Point annotations for photos:
start

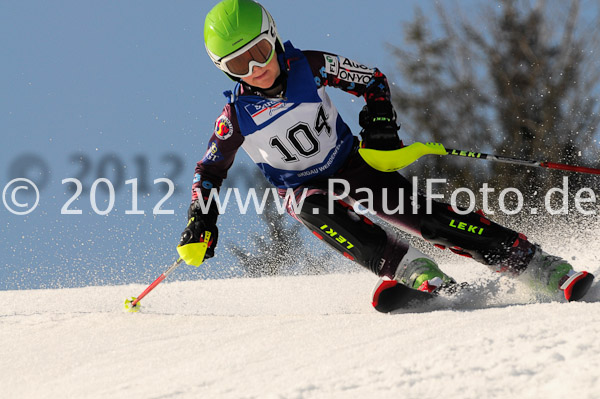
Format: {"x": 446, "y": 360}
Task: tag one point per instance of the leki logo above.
{"x": 466, "y": 227}
{"x": 333, "y": 234}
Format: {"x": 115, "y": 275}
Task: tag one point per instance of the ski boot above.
{"x": 421, "y": 273}
{"x": 555, "y": 274}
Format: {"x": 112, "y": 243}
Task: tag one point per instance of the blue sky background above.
{"x": 126, "y": 88}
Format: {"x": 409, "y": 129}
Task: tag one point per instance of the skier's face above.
{"x": 264, "y": 77}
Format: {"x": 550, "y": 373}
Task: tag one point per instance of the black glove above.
{"x": 380, "y": 131}
{"x": 198, "y": 223}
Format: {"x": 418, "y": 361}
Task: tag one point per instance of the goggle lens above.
{"x": 261, "y": 52}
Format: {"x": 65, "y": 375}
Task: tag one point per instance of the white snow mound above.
{"x": 295, "y": 337}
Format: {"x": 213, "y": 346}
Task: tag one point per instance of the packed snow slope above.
{"x": 297, "y": 337}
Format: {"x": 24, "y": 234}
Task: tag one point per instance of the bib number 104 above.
{"x": 301, "y": 139}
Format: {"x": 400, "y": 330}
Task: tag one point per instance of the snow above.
{"x": 297, "y": 337}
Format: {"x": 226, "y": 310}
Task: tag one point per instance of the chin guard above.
{"x": 391, "y": 161}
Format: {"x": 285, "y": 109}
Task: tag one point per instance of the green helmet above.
{"x": 233, "y": 24}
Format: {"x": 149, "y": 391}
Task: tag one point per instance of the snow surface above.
{"x": 297, "y": 337}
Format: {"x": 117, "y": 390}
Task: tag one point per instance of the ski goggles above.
{"x": 257, "y": 52}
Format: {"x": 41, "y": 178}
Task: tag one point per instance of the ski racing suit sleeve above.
{"x": 223, "y": 144}
{"x": 336, "y": 71}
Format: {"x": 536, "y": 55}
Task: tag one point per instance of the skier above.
{"x": 280, "y": 113}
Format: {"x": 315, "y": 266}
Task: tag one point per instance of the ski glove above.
{"x": 196, "y": 231}
{"x": 380, "y": 131}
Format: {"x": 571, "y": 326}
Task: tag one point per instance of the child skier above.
{"x": 281, "y": 115}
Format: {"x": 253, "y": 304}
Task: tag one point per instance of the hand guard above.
{"x": 201, "y": 228}
{"x": 380, "y": 131}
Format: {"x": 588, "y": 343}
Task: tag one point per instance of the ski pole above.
{"x": 525, "y": 162}
{"x": 131, "y": 304}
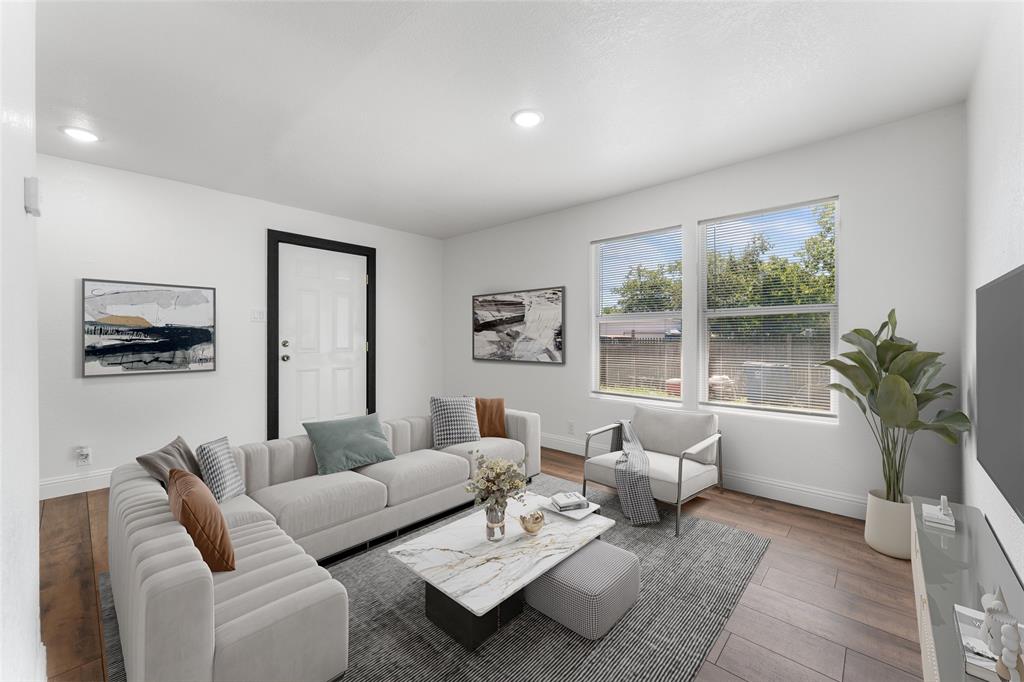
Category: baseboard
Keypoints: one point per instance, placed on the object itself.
(836, 502)
(55, 486)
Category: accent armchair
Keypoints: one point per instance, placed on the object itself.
(684, 454)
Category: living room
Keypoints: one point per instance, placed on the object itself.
(419, 267)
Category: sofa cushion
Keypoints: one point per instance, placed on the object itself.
(341, 444)
(663, 469)
(307, 505)
(491, 416)
(454, 420)
(415, 474)
(492, 449)
(194, 506)
(242, 510)
(175, 455)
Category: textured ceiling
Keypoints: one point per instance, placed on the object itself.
(397, 114)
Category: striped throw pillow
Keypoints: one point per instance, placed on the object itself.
(220, 472)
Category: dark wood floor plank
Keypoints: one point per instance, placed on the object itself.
(852, 634)
(68, 607)
(852, 606)
(799, 645)
(863, 669)
(65, 521)
(90, 672)
(750, 662)
(898, 598)
(712, 673)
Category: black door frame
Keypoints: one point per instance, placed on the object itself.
(274, 239)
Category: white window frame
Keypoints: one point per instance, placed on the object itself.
(705, 314)
(597, 318)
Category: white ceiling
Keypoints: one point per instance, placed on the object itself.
(397, 114)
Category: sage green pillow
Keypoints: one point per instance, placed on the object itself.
(341, 444)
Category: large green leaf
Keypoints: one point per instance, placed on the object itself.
(865, 345)
(897, 405)
(910, 364)
(890, 349)
(845, 390)
(860, 359)
(947, 433)
(851, 373)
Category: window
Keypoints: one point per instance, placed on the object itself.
(768, 313)
(638, 316)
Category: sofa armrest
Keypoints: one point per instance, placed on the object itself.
(705, 452)
(525, 427)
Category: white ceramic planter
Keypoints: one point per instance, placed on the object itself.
(887, 527)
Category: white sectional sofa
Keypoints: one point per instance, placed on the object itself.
(278, 615)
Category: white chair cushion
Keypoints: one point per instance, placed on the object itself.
(306, 505)
(491, 448)
(415, 474)
(672, 430)
(242, 510)
(664, 472)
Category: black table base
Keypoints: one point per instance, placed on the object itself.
(464, 626)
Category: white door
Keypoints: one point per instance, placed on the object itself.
(322, 351)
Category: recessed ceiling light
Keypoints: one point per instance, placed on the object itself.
(80, 134)
(527, 118)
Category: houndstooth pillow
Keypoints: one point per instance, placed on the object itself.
(220, 472)
(454, 420)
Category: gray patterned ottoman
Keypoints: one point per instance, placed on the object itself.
(590, 591)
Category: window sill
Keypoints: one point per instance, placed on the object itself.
(763, 413)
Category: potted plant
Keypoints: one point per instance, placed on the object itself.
(892, 383)
(495, 481)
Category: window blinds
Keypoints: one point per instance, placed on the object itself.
(769, 307)
(639, 318)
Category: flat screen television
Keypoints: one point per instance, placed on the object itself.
(998, 422)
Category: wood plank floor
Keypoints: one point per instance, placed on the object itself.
(821, 604)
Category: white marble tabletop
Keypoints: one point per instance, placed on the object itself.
(459, 560)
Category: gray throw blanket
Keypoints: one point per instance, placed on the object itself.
(632, 480)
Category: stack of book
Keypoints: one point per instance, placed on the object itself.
(568, 501)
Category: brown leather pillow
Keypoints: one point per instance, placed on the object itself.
(195, 507)
(491, 416)
(175, 455)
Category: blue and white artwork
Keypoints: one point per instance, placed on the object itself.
(138, 328)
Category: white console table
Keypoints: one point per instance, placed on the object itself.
(954, 567)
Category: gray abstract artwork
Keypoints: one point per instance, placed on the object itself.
(520, 326)
(138, 328)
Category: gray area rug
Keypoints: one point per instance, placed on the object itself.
(688, 588)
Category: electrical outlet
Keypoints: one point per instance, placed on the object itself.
(83, 456)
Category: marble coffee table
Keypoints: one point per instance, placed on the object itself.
(473, 586)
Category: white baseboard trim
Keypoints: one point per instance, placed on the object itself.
(836, 502)
(55, 486)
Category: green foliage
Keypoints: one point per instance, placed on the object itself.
(891, 383)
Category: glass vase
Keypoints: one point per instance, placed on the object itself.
(496, 522)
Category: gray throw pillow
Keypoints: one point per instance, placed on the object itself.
(220, 473)
(175, 455)
(341, 444)
(454, 420)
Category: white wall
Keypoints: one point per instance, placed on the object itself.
(901, 188)
(105, 223)
(995, 226)
(22, 653)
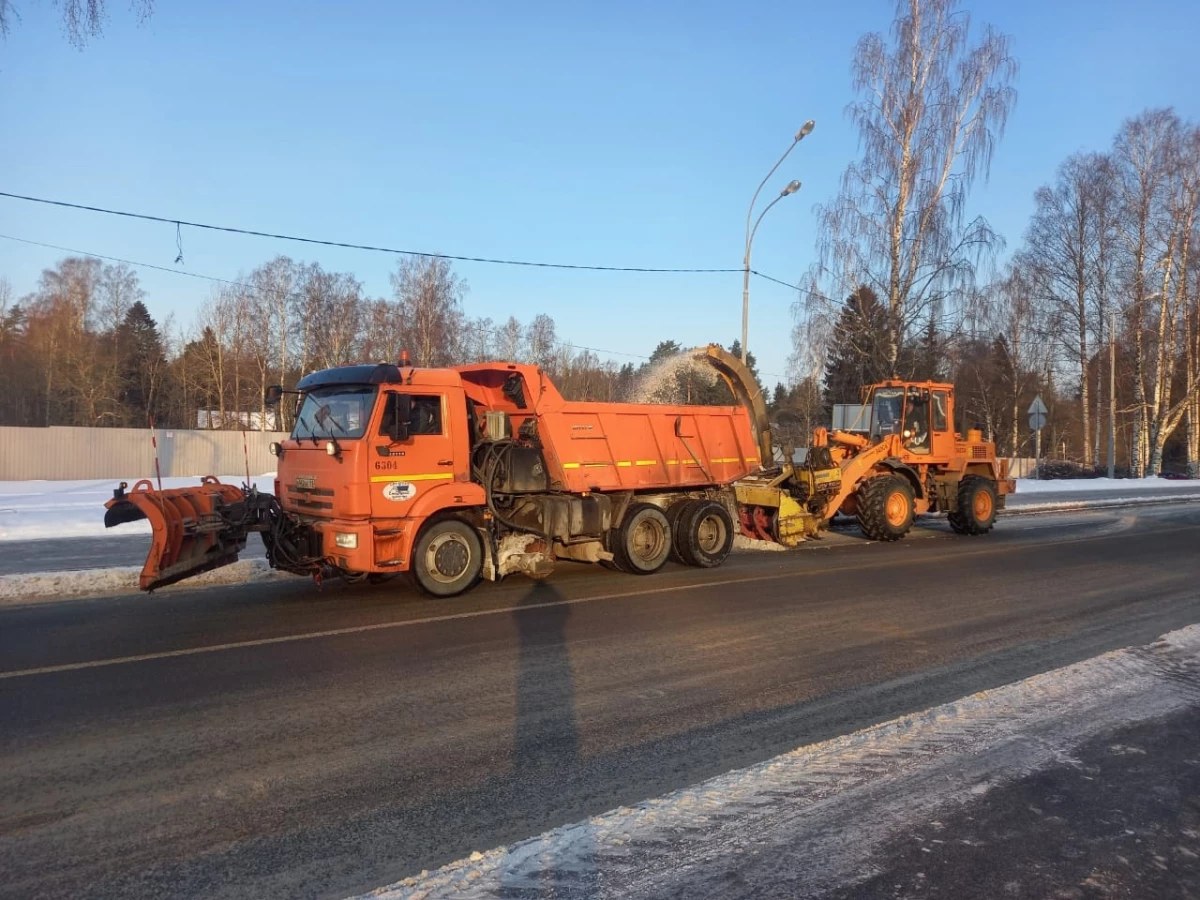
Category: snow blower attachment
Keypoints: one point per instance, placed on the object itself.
(199, 528)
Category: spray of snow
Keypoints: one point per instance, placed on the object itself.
(665, 379)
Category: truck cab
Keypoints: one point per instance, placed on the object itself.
(373, 449)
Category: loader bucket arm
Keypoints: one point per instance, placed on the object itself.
(747, 391)
(193, 529)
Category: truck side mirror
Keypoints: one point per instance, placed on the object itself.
(400, 409)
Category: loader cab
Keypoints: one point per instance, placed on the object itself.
(919, 413)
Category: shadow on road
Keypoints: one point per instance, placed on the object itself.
(546, 750)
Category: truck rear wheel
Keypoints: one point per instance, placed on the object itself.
(642, 543)
(705, 533)
(976, 513)
(675, 514)
(448, 558)
(886, 508)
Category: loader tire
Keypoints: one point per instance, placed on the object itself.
(448, 558)
(642, 543)
(886, 508)
(976, 513)
(676, 513)
(706, 534)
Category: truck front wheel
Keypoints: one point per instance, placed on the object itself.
(448, 558)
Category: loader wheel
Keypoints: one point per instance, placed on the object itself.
(706, 534)
(886, 508)
(642, 543)
(676, 513)
(448, 558)
(976, 513)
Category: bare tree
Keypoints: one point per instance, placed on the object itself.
(931, 108)
(1062, 247)
(541, 341)
(82, 19)
(510, 340)
(429, 295)
(1144, 157)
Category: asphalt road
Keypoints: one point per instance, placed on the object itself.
(280, 741)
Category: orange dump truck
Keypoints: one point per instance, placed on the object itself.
(467, 473)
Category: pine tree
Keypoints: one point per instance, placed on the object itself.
(859, 353)
(143, 364)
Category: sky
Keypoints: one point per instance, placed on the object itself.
(625, 133)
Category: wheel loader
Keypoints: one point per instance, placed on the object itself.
(910, 462)
(455, 475)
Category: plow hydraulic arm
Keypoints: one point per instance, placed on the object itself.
(199, 528)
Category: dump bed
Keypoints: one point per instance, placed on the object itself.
(610, 447)
(613, 447)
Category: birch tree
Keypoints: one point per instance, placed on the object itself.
(931, 107)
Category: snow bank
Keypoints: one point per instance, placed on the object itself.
(31, 510)
(41, 586)
(1101, 485)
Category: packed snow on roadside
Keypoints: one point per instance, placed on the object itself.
(1101, 485)
(33, 510)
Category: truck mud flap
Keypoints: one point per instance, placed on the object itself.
(193, 528)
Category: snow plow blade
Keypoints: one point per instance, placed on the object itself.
(193, 528)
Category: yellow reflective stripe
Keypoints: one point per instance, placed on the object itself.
(432, 477)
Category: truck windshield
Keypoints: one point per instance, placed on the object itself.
(887, 407)
(339, 412)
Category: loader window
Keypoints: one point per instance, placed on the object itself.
(340, 412)
(941, 403)
(887, 406)
(916, 423)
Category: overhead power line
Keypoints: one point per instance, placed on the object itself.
(369, 247)
(256, 289)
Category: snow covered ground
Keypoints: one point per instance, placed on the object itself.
(31, 510)
(1101, 485)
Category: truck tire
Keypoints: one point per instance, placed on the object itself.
(642, 543)
(886, 508)
(976, 513)
(675, 513)
(705, 533)
(448, 558)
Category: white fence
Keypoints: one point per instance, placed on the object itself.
(59, 454)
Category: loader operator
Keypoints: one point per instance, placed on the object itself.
(917, 424)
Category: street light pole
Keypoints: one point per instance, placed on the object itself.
(805, 130)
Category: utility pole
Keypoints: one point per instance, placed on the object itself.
(792, 187)
(1113, 395)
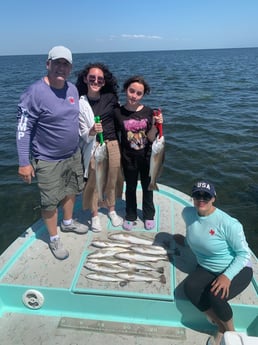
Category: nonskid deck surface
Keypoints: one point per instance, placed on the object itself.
(153, 308)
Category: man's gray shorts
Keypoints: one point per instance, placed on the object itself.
(56, 180)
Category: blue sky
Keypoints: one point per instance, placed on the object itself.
(34, 26)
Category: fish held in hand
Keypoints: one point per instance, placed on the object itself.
(156, 162)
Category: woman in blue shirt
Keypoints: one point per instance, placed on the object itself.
(223, 257)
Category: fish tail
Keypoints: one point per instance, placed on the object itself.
(163, 279)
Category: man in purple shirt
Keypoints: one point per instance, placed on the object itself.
(48, 130)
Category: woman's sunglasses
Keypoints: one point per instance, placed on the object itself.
(93, 78)
(202, 196)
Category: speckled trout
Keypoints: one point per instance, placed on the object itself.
(125, 237)
(156, 162)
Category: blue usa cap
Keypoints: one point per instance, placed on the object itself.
(204, 186)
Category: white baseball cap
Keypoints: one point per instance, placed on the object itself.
(60, 52)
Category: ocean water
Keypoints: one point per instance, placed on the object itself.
(209, 100)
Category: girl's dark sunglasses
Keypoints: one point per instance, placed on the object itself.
(202, 196)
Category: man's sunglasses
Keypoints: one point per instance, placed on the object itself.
(93, 78)
(202, 196)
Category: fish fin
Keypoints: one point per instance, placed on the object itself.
(163, 279)
(160, 269)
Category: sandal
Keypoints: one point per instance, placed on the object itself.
(149, 224)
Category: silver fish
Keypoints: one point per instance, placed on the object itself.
(133, 256)
(109, 260)
(152, 250)
(104, 277)
(112, 269)
(101, 165)
(156, 162)
(108, 244)
(106, 252)
(139, 277)
(125, 237)
(135, 266)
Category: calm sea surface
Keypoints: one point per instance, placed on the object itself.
(209, 100)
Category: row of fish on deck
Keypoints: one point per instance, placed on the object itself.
(126, 258)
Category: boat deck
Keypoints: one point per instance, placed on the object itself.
(47, 301)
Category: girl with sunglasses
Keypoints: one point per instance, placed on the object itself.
(136, 124)
(223, 259)
(97, 89)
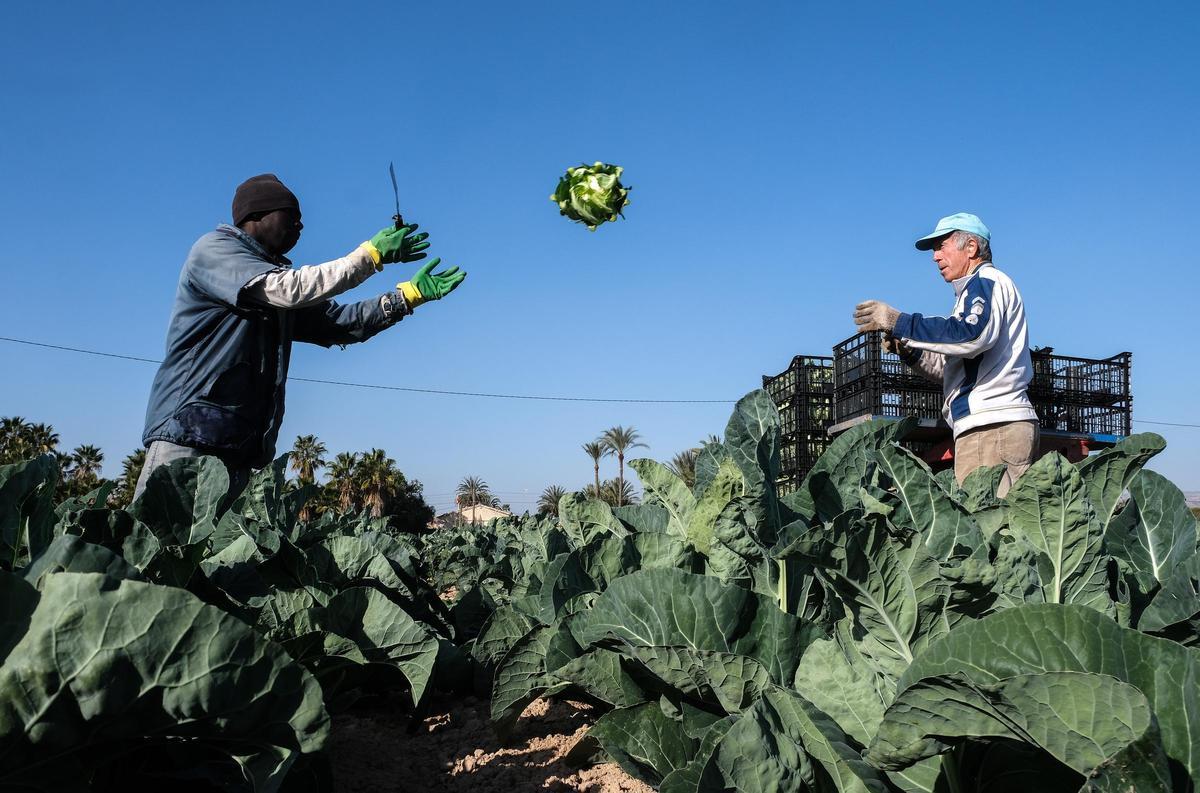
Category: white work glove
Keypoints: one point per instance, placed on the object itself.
(875, 314)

end

* **What you need to do**:
The copy should begin at the line containing "Category: girl's dark sunglasses" and end at the last line of the data above; please restate those lines word for word without the pictures.

* **Expected answer**:
Category: girl's dark sunglasses
Keypoints: one point per instance, placed on the object itself.
(202, 196)
Category: man's sunglasses
Keypoints: one point per instance, placed on the object itself.
(93, 78)
(202, 196)
Category: fish fin
Keypoints: one point per instance, placed on the object itself.
(163, 279)
(160, 269)
Category: sandal
Keypoints: one point per instance, placed on the object itself.
(149, 224)
Category: silver fish
Keypoints: one point per instance, placed on the object itself.
(133, 256)
(109, 260)
(152, 250)
(104, 277)
(112, 269)
(101, 165)
(156, 162)
(108, 244)
(106, 252)
(139, 277)
(125, 237)
(135, 266)
Category: calm sea surface
Keypoints: one point per instance, placed on the object itself.
(209, 100)
Category: row of fish on deck
Keypoints: one point per instance, placed on the object itself.
(126, 258)
Category: boat deck
Keypoints: one point per instance, placed on the object itself.
(47, 301)
Category: girl with sunglasses
Keypoints: one point per instance, placed on the object itself.
(136, 124)
(223, 259)
(97, 89)
Category: white work glove
Keypoints: one point per instance, placed on the object itself.
(875, 314)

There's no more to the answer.